Oleh : eN-Te
 "Emang gue pikirin!", demikian penggelan pernyataan yang keluar dari mulut Panglima TNI, Jenderal Gatot Nurmantyo menjawab pertanyaan Karni Ilyas, ketika diwawancarai langsung melalui teleconferencepada acara Indonesia Lawyer Club (ICL), Selasa (19/9/2017) malam yang mengangkat tema, "PKI, Hantu atau Nyata?". Jawaban sangat  tegas dan lugas.
Meski demikian, pernyataan "emang gue pikirin" itu mengesankan sikap sombong dan tidak peduli serta cuek terhadap berbagai kritik dan reaksi publik merespon kebijakan Panglima TNI yang mewajibkan seluruh jajaran TNI untuk nonton bareng (nobar) Film G30S/PKI. Bagi Jenderal Gatot, respon dan atau reaksi kurang mendukung terhadap kebijakan nobar Film G30S/PKI merupakan proses dan dinamika yang wajar dalam alam demokrasi. Karena itu, merupakan hal yang tidak perlu terlalu ditanggapi secara berlebihan bila muncul resistensi terhadap sebuah kebijakan. Termasuk dalam kebijakan nobar Film G30S/PKI. Dengan alasan tersebut, maka muncul kemudian pernyataan, "emang gue pikirin" ala Jnederal Gatot itu.

* **Tantangan 1**
Dalam teks tentang pernyataan Panglima TNI, apa tema acara yang ditayangkan pada Selasa (19/9/2017) malam?
* **Tantangan 2**
Tolong lanjutkan teks tentang pernyataan Panglima TNI dari kalimat terakhirnya.

* **Informasi yang Diberikan**
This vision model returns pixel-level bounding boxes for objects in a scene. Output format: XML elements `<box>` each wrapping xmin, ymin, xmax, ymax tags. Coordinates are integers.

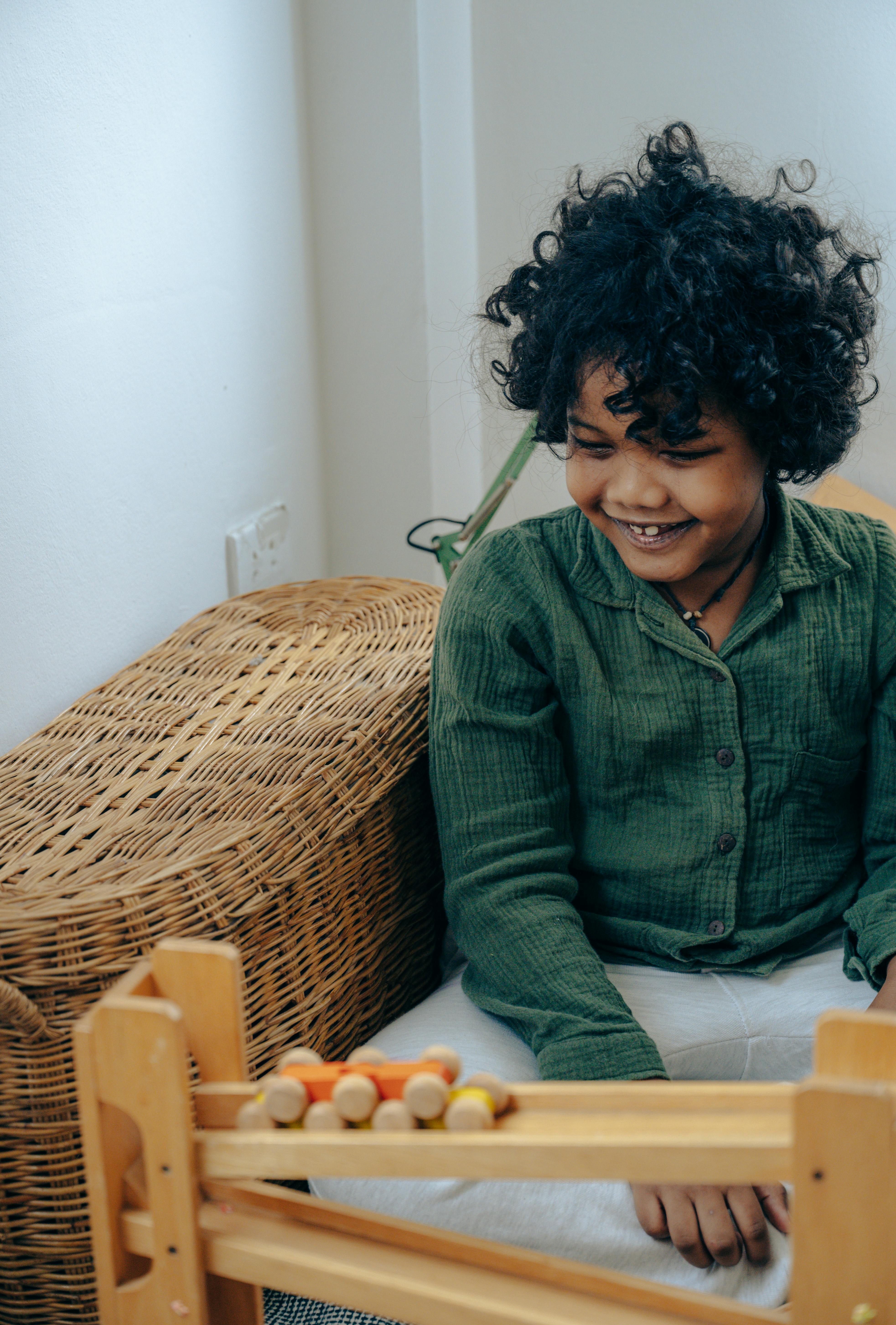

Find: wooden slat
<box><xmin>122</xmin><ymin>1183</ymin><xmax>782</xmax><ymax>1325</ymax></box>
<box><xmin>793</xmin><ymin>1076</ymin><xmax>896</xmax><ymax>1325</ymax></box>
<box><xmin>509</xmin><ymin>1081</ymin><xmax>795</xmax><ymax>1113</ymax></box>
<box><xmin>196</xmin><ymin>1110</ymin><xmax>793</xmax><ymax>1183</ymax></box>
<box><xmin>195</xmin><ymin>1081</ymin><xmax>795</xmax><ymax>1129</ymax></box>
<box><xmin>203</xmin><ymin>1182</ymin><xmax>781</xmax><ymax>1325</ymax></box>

* **Hasil Latihan 1**
Temanya "PKI, Hantu atau Nyata?".

* **Hasil Latihan 2**
Secara sepintas, pernyataan "emang gue pikirin" itu mengesankan ketidakpedulian dan atau ketidaksukaan Panglima TNI terhadap berbagai polemik dan kontroversi terkait anjuran nobar Film G30S/PKI. Panglima TNI merasa tidak perlu, bahkan bersikap cuek terhadap berbagai polemik yang berkembang terkait kebijakan yang telah diambilnya. Apapun reaksi publik terhadap kebijakan nobar Film G30S/PKI tidak terlalu penting, yang utama dari sikap Panglima adalah memastikan bahwa dia dapat menjalankan otoritasnya tanpa diganggu gugat oleh pihak lain. Karena itu, Panglima merasa tidak perlu memperhatikan 'keberatan' pihak lain yang mencoba mengkritisi kebijakan nobar itu, meski kritik atau reaksi yang diberikan dilandasi oleh argumentasi yang rasional.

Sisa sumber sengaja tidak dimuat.